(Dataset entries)

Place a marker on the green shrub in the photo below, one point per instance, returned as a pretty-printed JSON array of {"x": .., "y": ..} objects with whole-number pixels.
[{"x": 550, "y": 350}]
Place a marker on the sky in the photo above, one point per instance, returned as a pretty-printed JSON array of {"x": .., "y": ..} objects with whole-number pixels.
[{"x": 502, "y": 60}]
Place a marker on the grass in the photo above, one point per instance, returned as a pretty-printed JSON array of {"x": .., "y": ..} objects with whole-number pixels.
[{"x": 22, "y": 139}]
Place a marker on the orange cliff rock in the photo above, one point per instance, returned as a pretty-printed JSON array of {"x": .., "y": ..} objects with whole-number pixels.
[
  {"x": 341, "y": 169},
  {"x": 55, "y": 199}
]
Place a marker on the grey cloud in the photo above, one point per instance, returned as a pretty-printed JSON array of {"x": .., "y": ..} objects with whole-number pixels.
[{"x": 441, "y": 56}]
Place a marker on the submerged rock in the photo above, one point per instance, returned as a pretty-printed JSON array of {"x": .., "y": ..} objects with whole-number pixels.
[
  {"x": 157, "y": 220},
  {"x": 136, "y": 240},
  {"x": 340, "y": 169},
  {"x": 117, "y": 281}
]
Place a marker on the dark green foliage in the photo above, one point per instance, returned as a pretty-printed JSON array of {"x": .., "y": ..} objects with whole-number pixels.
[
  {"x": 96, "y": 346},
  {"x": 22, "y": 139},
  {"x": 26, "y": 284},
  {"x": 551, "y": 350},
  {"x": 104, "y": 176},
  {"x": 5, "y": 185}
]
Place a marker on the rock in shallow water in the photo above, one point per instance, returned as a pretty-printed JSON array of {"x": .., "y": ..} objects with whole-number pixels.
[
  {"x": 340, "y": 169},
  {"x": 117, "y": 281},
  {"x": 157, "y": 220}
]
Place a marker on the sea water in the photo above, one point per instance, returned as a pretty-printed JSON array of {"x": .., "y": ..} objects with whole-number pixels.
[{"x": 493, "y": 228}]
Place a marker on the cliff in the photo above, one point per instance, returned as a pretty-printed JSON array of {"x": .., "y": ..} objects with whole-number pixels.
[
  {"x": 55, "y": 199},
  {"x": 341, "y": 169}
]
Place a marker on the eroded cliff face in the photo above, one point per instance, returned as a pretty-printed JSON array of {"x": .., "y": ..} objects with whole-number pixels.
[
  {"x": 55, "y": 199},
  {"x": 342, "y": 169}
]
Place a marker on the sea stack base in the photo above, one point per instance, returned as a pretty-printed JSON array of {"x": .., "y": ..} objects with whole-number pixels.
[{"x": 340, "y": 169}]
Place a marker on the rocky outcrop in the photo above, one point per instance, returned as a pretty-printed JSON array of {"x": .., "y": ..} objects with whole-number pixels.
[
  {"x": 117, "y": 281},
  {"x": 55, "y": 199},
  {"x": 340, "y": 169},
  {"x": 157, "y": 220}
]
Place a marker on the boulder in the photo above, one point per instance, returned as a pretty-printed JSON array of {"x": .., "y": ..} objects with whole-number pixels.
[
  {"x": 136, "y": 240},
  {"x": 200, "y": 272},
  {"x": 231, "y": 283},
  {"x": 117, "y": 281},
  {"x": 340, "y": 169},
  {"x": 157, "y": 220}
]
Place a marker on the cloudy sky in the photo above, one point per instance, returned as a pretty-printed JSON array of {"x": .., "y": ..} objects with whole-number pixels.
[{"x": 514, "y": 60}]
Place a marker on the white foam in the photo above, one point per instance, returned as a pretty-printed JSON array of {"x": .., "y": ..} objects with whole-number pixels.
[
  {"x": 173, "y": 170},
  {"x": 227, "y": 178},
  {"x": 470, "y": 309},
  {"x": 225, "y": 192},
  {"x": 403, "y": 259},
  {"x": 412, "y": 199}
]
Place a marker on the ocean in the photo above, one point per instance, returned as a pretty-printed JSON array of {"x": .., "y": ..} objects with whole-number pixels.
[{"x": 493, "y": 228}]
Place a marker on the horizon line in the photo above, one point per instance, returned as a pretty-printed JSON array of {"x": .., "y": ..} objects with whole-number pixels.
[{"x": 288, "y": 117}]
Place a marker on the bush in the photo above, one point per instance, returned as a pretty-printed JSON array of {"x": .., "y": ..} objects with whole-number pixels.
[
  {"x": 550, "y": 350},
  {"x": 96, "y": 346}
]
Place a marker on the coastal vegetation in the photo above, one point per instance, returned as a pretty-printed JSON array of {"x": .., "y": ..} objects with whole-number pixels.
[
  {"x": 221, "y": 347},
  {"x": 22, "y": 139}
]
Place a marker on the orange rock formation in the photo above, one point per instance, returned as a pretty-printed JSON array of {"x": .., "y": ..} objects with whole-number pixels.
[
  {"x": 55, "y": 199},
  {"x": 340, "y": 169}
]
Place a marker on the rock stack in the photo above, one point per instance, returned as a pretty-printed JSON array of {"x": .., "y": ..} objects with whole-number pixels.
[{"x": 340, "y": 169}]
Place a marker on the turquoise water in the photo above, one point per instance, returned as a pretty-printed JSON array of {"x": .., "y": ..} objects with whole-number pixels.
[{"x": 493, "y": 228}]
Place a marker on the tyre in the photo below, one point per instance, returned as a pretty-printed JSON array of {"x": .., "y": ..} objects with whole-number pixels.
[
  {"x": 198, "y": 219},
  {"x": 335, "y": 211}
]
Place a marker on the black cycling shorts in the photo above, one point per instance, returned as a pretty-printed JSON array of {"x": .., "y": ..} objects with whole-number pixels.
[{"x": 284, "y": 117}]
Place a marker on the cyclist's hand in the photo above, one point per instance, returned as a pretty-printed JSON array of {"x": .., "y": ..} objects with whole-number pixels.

[Directions for this task]:
Return the lines above, starting at the one that contains "Place a marker on the bush" and running through the last, exactly as they appear, with no extra lines.

[Solution to this task]:
Place a marker on the bush in the photo above, one point per instance, returned as a pretty-printed JSON array of {"x": .., "y": ..} objects with whole-number pixels.
[
  {"x": 550, "y": 350},
  {"x": 96, "y": 346}
]
Place a marker on the coastal vegetation in the photo above, one point per instance, returned as a pretty-printed JSON array of {"x": .., "y": ..} objects with whole-number pixels.
[
  {"x": 221, "y": 347},
  {"x": 22, "y": 139}
]
Place a marker on the orange rock formation in the photo above, one point per instance, returned as a pretty-printed JSON array of {"x": .., "y": ..} objects with whole-number pixels.
[
  {"x": 55, "y": 199},
  {"x": 340, "y": 169}
]
Place a marker on the rock stack in the photo above, one point per instance, returned as a pretty-printed JSON array of {"x": .., "y": ..} objects with whole-number pixels.
[{"x": 340, "y": 169}]
Place a marker on the turquoise water in the photo above, one point per instance, returned as a pretty-printed JSON array of {"x": .., "y": ..} objects with whole-number pixels.
[{"x": 493, "y": 228}]
Place a marker on the tyre in the photo below, one point per instance, returned as a pretty-printed JSON array of {"x": .., "y": ..} objects with whole-number pixels.
[
  {"x": 198, "y": 219},
  {"x": 335, "y": 211}
]
Place a marker on the black cycling shorts in the photo above, one point per instance, returned as a pretty-printed JSON array of {"x": .., "y": ..} objects with whole-number pixels.
[{"x": 284, "y": 117}]
Place a marker on the cyclist's hand in the photo above, one point per instance, returned as a pretty-printed JSON array of {"x": .., "y": ..} objects with whole-number pixels.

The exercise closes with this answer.